COMPITO ASSEGNATO A
Secondo il brano selezionato, in quale percentuale dei casi analizzati le aziende raccolgono e immagazzinano i dati di anagrafica cliente e le informazioni di contatto?
COMPITO ASSEGNATO B
Prosegua il brano sulla strategia omnicanale basata sui dati, riprendendo subito dopo la sua ultima frase.

BRANO SELEZIONATO
<<<<
Per poter garantire un’esperienza omnicanale ai consumatori, occorre adottare una strategia basata sui dati lungo tutto il processo di relazione con il cliente, dalla comunicazione alla vendita e al post-vendita.

Raccolta e analisi dei dati

Il punto di partenza è la raccolta dei dati disponibili in azienda a supporto del processo di relazione con il consumatore: dati che provengono da diversi touchpoint (dal punto vendita al sito Internet/eCommerce, dal call center alla pubblicità, dai canali di direct marketing alle mobile app), dati immagazzinati in svariati sistemi informativi (come Crm o sistemi di cassa) e dati che possono provenire non solo dall’interno, ma anche dall’esterno dell’azienda (ad esempio, acquistati da data provider terzi).

La sola raccolta di dati non è però sufficiente senza un’accurata fase di analisi, in cui si vanno a selezionare i dati realmente utili e di valore e a generare insight rilevanti, per massimizzare l’efficacia delle azioni di marketing e vendita. Essa permette, inoltre, di generare cluster di segmenti di clienti e di individuare per ciascuno di essi uno o più customer journey, ossia il percorso che i clienti compiono, attraverso diversi punti di contatto, nel processo d’acquisto (e utilizzo) di un determinato bene o servizio. Infine, questa fase prevede l’analisi dei contenuti fruiti dal consumatore (content intelligence) per comprenderne gli interessi e arricchirne così il profilo così da essere più efficaci nelle successive fasi di contatto.

Dalla Ricerca emerge che la quasi totalità delle aziende raccoglie e immagazzina i dati di anagrafica cliente e informazioni di contatto (98% dei casi analizzati) e di storico di acquisto (86%), tipologie di dati tipicamente raccolte a livello di singolo individuo. Molto diffusa è, comunque, anche la raccolta di dati provenienti da sistemi di analytics su canali proprietari (79%), indagini di mercato e customer satisfaction (76%) e risultati delle campagne pubblicitarie online (74%): questi dati sono invece tendenzialmente gestiti a livello aggregato.
>>>>
VOCI FORNITE
<<<<
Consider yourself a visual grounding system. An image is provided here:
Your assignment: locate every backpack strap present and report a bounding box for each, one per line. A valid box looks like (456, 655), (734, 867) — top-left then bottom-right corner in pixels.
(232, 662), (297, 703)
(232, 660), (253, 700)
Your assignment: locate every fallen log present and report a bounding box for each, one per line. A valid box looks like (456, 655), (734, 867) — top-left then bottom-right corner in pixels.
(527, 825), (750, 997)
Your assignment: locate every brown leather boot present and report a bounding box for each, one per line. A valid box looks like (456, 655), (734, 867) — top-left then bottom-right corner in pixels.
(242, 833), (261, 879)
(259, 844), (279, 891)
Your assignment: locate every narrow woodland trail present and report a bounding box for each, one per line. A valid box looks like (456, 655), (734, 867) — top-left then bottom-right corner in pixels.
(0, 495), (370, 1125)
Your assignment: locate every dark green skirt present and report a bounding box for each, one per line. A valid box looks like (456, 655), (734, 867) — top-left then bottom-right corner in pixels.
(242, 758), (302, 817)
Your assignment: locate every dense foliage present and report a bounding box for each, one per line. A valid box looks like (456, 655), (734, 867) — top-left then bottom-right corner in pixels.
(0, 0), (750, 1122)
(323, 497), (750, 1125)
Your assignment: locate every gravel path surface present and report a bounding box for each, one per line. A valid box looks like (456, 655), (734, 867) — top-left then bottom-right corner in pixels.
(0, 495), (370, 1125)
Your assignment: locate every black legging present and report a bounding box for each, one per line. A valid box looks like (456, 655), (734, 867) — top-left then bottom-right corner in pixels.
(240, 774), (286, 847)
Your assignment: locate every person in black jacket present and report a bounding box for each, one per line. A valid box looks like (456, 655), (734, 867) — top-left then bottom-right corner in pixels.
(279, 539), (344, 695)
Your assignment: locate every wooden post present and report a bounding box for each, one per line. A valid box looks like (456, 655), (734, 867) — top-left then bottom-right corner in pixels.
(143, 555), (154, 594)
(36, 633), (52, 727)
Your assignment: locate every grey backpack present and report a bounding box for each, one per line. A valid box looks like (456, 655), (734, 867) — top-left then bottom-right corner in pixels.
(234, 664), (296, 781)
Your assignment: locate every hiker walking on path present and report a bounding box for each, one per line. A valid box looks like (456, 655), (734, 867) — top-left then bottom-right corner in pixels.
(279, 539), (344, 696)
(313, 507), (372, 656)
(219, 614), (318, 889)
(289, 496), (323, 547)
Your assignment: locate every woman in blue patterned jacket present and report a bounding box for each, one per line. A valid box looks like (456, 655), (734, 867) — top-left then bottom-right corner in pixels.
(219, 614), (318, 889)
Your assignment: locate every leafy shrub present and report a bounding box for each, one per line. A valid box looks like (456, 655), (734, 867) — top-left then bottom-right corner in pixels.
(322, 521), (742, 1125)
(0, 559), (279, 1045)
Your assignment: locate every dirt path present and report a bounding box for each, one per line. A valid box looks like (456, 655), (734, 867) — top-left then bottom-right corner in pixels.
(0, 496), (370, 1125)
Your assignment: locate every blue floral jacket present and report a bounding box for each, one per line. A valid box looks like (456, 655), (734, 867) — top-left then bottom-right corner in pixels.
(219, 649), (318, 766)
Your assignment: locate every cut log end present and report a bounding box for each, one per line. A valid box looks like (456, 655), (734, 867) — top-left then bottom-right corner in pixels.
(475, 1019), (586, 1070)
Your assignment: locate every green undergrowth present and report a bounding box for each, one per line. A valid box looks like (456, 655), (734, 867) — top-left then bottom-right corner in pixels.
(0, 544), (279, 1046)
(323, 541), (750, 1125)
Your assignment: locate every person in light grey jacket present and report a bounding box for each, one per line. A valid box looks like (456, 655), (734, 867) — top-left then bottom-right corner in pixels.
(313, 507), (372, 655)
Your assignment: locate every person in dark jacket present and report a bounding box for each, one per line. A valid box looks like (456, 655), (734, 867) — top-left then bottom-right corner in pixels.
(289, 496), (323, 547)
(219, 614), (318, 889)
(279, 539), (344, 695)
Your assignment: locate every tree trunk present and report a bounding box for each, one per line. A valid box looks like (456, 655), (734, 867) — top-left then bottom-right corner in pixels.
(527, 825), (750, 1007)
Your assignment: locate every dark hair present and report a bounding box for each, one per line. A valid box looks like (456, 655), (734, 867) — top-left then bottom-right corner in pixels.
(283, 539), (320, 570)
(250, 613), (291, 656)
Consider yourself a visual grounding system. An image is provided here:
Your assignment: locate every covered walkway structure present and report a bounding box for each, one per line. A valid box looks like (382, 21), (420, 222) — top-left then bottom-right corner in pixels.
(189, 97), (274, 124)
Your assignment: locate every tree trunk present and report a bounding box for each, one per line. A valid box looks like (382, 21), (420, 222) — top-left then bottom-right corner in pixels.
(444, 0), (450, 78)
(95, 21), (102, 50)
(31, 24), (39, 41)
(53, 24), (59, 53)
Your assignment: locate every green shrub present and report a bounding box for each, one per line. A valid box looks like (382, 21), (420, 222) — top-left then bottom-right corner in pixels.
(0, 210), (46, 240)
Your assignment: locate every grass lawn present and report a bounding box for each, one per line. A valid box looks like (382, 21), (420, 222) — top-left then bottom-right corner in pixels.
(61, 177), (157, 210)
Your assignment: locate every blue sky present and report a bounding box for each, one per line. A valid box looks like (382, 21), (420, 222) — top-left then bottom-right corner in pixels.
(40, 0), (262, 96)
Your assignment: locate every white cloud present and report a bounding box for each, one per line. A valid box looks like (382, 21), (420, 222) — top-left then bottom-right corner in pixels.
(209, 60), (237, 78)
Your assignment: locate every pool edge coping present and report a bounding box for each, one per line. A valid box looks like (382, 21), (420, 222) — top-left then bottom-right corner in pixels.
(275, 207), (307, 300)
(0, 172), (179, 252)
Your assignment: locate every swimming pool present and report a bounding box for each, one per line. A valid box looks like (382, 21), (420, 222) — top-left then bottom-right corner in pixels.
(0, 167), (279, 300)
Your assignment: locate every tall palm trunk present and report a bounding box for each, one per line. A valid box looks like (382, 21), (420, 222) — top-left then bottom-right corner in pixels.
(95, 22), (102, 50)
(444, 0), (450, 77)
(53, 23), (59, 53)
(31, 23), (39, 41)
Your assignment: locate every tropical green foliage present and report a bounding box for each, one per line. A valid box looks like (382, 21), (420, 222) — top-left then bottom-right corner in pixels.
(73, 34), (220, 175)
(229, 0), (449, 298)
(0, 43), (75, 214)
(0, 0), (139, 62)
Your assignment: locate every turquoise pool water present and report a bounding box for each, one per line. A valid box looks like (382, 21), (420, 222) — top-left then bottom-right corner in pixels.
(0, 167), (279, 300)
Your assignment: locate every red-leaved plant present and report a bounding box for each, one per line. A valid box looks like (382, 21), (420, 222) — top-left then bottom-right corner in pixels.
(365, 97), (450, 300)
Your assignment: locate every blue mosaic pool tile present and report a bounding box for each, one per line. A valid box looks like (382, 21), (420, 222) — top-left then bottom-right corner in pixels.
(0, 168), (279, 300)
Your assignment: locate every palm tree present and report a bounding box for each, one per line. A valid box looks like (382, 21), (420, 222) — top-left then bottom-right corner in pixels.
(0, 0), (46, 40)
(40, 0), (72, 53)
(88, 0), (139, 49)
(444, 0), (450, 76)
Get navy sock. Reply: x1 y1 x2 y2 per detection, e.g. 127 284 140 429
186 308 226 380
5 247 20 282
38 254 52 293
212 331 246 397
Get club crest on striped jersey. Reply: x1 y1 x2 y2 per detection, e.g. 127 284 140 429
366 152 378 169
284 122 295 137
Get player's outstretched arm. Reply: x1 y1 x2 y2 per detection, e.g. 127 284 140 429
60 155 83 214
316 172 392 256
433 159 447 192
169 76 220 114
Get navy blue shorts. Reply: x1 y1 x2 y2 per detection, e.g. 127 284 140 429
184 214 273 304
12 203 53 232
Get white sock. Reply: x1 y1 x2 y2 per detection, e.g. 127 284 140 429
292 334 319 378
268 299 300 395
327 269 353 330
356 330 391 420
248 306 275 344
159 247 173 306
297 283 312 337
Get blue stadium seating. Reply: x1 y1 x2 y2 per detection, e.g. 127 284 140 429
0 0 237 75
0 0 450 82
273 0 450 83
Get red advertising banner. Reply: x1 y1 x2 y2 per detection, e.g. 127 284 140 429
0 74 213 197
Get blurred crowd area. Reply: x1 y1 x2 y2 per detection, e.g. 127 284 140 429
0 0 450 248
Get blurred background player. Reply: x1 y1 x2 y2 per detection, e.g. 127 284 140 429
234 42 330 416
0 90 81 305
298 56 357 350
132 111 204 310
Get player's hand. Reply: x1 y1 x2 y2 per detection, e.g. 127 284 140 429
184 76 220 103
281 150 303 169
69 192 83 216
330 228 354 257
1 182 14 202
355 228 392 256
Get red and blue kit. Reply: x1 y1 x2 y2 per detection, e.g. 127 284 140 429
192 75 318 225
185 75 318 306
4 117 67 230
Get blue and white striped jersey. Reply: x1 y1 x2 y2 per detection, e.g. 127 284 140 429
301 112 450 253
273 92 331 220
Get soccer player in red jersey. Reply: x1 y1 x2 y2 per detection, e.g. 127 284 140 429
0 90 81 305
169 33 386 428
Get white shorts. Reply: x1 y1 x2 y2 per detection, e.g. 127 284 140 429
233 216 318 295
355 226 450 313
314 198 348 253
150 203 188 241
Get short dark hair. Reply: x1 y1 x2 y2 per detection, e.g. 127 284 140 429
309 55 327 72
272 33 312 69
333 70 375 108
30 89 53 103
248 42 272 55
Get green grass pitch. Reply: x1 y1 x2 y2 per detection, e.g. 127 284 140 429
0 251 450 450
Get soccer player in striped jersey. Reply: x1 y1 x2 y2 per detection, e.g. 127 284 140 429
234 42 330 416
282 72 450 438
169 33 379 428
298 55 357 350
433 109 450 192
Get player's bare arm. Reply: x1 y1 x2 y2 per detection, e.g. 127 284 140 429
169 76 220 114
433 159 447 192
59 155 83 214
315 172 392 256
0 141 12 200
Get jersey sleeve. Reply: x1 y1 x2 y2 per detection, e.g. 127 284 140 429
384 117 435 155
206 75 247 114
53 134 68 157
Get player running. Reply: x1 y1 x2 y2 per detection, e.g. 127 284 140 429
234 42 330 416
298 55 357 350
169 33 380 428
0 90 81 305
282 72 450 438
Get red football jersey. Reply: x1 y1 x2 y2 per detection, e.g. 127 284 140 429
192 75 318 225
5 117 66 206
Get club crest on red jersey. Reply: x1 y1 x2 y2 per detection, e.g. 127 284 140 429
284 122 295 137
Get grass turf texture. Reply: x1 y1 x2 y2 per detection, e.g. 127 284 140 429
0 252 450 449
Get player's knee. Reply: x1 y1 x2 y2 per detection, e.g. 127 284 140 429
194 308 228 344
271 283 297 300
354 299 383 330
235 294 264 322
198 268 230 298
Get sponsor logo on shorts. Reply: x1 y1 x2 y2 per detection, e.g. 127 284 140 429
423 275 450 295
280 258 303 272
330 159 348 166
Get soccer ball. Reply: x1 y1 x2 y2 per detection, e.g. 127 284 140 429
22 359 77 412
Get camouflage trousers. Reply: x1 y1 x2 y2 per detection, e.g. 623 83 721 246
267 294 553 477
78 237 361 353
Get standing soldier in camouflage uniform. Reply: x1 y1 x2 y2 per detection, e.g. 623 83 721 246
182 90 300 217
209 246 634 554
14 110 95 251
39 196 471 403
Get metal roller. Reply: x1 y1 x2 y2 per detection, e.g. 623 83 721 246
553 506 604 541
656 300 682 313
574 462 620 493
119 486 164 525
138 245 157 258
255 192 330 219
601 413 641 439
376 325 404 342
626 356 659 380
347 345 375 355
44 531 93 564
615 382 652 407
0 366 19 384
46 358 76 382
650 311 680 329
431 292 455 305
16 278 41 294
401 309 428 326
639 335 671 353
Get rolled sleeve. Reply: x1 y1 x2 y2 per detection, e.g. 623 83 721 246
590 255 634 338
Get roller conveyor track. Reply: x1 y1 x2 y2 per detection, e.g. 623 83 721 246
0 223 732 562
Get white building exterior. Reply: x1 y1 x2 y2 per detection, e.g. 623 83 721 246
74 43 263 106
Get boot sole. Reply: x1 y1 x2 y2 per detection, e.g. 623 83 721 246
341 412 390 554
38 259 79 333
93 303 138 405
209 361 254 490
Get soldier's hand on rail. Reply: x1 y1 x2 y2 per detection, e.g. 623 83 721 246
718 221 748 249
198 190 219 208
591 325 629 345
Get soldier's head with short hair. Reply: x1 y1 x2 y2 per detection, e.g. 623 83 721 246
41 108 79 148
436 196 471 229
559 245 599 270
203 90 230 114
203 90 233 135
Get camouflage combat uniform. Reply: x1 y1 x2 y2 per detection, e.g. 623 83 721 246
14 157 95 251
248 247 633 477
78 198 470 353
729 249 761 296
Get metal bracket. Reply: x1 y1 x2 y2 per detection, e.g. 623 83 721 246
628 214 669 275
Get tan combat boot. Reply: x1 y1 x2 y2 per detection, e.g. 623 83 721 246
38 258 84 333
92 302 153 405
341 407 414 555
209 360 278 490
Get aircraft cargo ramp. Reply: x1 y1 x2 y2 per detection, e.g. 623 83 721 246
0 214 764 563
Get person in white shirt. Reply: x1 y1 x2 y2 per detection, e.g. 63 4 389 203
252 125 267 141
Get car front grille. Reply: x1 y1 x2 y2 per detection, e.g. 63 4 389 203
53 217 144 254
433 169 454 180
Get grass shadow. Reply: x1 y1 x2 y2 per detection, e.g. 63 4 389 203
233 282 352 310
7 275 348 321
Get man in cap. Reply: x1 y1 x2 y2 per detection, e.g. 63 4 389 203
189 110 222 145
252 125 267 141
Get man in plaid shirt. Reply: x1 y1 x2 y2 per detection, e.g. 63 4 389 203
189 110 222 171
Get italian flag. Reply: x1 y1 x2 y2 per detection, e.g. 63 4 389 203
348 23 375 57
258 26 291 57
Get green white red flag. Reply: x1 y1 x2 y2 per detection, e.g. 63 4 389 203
>>>>
RISPOSTA ALL'ESERCIZIO A
Nel 98% dei casi analizzati.

RISPOSTA ALL'ESERCIZIO B
“La maggioranza delle realtà (40%), però, si limita al più ad incrociare due o tre tipologie di dati, tendenzialmente quelle di anagrafica clienti e storico d’acquisto, mentre poco più di una su tre è in grado di integrare anche dati più complessi (come quelli provenienti da analytics, advertising, interazioni one to one). Inoltre quasi un quarto delle realtà non integra ancora alcun dato per crearsi una vista unica sul cliente”, dichiara Marta Valsecchi, Direttore dell’Osservatorio Omnichannel Customer Experience. “Colpisce, inoltre, il fatto che più della metà delle aziende intervistate non abbia ancora un unico Crm che raggruppi tutti i dati sull’anagrafica clienti provenienti dai diversi prodotti/brand/canali.”

Oltre un terzo delle aziende rispondenti non traccia né ricostruisce, ad oggi, il customer journey del cliente, il 44% lo fa ma solo sui touchpoint digitali, mentre il 20% è in grado di farlo su tutti i canali (fisici e digitali).

Attivazione dei dati

A valle della creazione di una vista unica sul cliente e della generazione degli insight vi è la fase in cui i dati vengono “attivati” per generare iniziative di comunicazione, marketing o vendita profilate sulla base del consumatore a cui sono indirizzate (o del suo cluster di appartenenza). Lo scopo è interagire con lo specifico cliente attraverso azioni per lui rilevanti, nel momento più opportuno, nel giusto contesto e attraverso il corretto canale.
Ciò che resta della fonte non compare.